_What is expected_
The response must contain each line of the material that holds "below".

·····

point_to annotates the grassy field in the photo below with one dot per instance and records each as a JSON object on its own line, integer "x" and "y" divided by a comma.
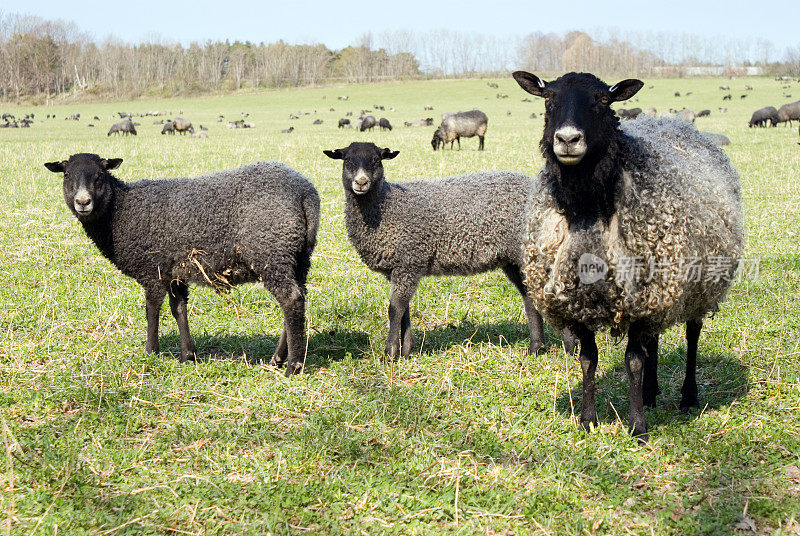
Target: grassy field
{"x": 466, "y": 436}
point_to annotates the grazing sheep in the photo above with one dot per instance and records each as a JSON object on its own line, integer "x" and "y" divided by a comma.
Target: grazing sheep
{"x": 635, "y": 229}
{"x": 123, "y": 127}
{"x": 255, "y": 223}
{"x": 762, "y": 115}
{"x": 789, "y": 112}
{"x": 453, "y": 226}
{"x": 454, "y": 126}
{"x": 368, "y": 122}
{"x": 183, "y": 125}
{"x": 718, "y": 139}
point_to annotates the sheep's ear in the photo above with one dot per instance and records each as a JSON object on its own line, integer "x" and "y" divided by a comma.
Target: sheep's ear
{"x": 625, "y": 90}
{"x": 56, "y": 167}
{"x": 388, "y": 154}
{"x": 336, "y": 154}
{"x": 111, "y": 163}
{"x": 529, "y": 82}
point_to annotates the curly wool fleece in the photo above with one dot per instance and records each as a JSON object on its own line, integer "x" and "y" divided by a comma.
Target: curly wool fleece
{"x": 677, "y": 206}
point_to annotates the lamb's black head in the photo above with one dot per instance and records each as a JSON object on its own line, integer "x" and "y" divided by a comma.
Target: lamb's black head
{"x": 578, "y": 122}
{"x": 362, "y": 169}
{"x": 87, "y": 183}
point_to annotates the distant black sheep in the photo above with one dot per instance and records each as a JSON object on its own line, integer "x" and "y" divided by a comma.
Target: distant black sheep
{"x": 762, "y": 115}
{"x": 255, "y": 223}
{"x": 123, "y": 127}
{"x": 367, "y": 123}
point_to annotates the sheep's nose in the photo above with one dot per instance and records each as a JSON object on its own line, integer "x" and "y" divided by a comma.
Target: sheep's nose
{"x": 569, "y": 136}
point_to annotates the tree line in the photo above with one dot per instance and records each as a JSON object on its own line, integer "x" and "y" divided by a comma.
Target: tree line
{"x": 44, "y": 58}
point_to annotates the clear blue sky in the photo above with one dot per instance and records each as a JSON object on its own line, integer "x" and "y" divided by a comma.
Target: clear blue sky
{"x": 339, "y": 24}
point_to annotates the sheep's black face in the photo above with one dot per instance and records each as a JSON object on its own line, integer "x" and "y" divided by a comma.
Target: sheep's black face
{"x": 362, "y": 169}
{"x": 87, "y": 188}
{"x": 578, "y": 121}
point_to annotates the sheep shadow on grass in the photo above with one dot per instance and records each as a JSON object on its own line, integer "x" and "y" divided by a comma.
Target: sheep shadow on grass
{"x": 721, "y": 380}
{"x": 441, "y": 338}
{"x": 324, "y": 347}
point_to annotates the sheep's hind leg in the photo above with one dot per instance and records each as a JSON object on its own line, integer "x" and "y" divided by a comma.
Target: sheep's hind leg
{"x": 689, "y": 389}
{"x": 588, "y": 358}
{"x": 178, "y": 299}
{"x": 650, "y": 381}
{"x": 535, "y": 324}
{"x": 402, "y": 291}
{"x": 635, "y": 359}
{"x": 292, "y": 300}
{"x": 153, "y": 299}
{"x": 281, "y": 351}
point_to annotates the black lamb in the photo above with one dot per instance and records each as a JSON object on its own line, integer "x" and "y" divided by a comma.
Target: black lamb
{"x": 255, "y": 223}
{"x": 461, "y": 225}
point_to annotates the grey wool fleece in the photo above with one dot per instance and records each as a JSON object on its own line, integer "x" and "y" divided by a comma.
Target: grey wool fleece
{"x": 678, "y": 207}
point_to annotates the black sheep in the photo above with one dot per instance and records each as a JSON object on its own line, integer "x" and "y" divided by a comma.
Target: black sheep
{"x": 255, "y": 223}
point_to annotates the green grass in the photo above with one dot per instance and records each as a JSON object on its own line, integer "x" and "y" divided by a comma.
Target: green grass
{"x": 467, "y": 436}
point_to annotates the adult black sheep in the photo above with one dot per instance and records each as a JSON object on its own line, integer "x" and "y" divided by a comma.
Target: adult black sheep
{"x": 762, "y": 115}
{"x": 255, "y": 223}
{"x": 655, "y": 194}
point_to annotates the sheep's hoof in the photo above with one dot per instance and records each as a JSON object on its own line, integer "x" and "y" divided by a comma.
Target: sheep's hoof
{"x": 536, "y": 348}
{"x": 293, "y": 368}
{"x": 589, "y": 421}
{"x": 187, "y": 357}
{"x": 277, "y": 361}
{"x": 638, "y": 430}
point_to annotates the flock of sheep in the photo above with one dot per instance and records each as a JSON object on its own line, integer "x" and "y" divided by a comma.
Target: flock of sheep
{"x": 655, "y": 191}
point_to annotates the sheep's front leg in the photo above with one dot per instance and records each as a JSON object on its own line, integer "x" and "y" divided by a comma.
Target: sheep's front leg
{"x": 535, "y": 324}
{"x": 406, "y": 335}
{"x": 635, "y": 359}
{"x": 281, "y": 350}
{"x": 402, "y": 290}
{"x": 650, "y": 381}
{"x": 153, "y": 299}
{"x": 689, "y": 389}
{"x": 293, "y": 303}
{"x": 588, "y": 357}
{"x": 178, "y": 300}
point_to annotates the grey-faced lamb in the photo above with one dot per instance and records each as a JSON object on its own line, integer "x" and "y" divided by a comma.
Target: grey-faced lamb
{"x": 255, "y": 223}
{"x": 762, "y": 115}
{"x": 123, "y": 127}
{"x": 182, "y": 125}
{"x": 789, "y": 112}
{"x": 458, "y": 125}
{"x": 634, "y": 229}
{"x": 461, "y": 225}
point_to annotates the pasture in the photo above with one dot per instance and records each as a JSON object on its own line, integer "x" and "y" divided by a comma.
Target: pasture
{"x": 467, "y": 436}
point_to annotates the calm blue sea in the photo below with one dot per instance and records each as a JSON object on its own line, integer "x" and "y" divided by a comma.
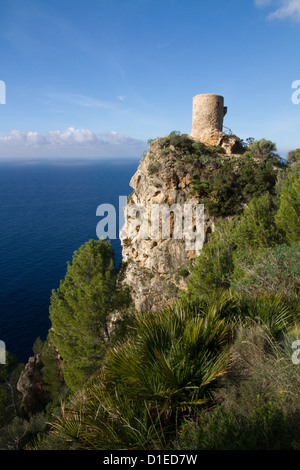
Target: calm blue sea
{"x": 47, "y": 210}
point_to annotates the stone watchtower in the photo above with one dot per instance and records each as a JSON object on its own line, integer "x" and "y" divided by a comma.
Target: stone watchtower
{"x": 208, "y": 115}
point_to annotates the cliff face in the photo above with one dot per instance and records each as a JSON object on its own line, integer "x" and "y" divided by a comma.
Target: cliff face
{"x": 156, "y": 267}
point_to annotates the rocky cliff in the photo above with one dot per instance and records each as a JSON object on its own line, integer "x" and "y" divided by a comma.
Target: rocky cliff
{"x": 156, "y": 267}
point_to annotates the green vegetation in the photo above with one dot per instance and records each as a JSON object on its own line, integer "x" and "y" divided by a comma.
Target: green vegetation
{"x": 211, "y": 371}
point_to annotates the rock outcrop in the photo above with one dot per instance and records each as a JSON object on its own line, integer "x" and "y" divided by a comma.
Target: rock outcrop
{"x": 31, "y": 386}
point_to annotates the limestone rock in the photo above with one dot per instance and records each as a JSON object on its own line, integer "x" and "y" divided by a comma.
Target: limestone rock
{"x": 157, "y": 267}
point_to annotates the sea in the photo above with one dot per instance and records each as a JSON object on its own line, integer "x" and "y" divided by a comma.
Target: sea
{"x": 47, "y": 211}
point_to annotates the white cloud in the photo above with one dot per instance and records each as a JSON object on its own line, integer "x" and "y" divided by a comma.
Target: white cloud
{"x": 283, "y": 8}
{"x": 70, "y": 142}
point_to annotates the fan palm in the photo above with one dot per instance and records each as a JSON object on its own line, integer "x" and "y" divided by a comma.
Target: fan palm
{"x": 175, "y": 356}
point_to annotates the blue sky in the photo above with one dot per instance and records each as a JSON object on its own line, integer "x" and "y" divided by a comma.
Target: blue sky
{"x": 98, "y": 78}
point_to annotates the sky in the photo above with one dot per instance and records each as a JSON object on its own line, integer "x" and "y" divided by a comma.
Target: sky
{"x": 98, "y": 78}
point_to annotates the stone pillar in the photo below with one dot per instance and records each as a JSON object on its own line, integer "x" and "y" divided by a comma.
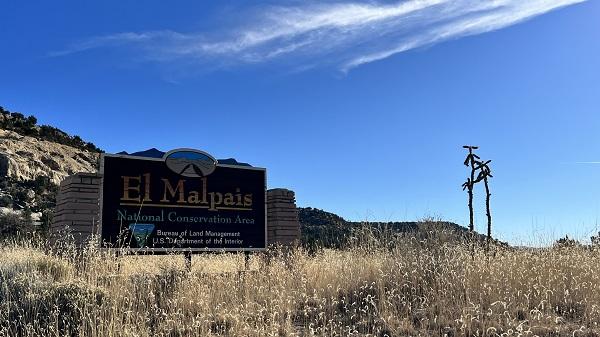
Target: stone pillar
{"x": 282, "y": 217}
{"x": 77, "y": 207}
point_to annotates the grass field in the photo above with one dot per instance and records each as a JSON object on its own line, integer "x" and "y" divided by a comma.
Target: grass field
{"x": 381, "y": 286}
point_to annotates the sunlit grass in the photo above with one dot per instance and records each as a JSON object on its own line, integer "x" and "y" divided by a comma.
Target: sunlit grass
{"x": 383, "y": 285}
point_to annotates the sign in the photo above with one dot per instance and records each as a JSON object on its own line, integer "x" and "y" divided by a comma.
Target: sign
{"x": 184, "y": 201}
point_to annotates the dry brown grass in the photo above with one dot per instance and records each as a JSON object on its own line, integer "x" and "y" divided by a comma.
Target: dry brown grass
{"x": 385, "y": 285}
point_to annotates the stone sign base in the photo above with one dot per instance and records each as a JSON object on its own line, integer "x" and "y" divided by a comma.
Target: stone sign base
{"x": 78, "y": 208}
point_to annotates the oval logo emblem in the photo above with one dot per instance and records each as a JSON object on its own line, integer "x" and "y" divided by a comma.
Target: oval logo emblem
{"x": 190, "y": 163}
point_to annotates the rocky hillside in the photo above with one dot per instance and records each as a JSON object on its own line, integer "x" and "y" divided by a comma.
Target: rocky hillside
{"x": 26, "y": 158}
{"x": 324, "y": 229}
{"x": 34, "y": 159}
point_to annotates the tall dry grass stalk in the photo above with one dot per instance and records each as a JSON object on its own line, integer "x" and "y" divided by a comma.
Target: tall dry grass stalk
{"x": 385, "y": 285}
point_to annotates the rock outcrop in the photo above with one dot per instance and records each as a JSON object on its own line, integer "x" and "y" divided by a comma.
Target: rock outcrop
{"x": 27, "y": 158}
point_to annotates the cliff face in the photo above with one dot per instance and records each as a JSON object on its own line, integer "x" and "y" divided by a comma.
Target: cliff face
{"x": 26, "y": 158}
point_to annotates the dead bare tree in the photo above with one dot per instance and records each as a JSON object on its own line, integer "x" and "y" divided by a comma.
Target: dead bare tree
{"x": 471, "y": 161}
{"x": 484, "y": 173}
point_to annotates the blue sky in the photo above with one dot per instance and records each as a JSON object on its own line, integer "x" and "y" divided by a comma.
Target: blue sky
{"x": 362, "y": 108}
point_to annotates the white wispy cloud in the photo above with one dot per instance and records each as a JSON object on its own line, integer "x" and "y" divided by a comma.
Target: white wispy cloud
{"x": 341, "y": 34}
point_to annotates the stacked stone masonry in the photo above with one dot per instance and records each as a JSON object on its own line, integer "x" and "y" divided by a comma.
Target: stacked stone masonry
{"x": 282, "y": 217}
{"x": 77, "y": 207}
{"x": 77, "y": 211}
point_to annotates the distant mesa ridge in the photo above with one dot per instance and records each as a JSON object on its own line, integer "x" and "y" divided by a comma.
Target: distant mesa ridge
{"x": 155, "y": 153}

·····

_Exercise answer_
point_to annotates the grassy field in the photo below with one dot per instance and records each as a JSON object on its own line, integer "x" and "y" divided by a comma.
point_to annotates the calm blue sea in the photo below with one dot per instance and records each as a JSON object on its own line, integer "x" and "y" divided by a comma.
point_to annotates the stone pillar in the photo below with one dot per instance and records each as a JSON object on its own line, integer "x" and "y" divided by a comma.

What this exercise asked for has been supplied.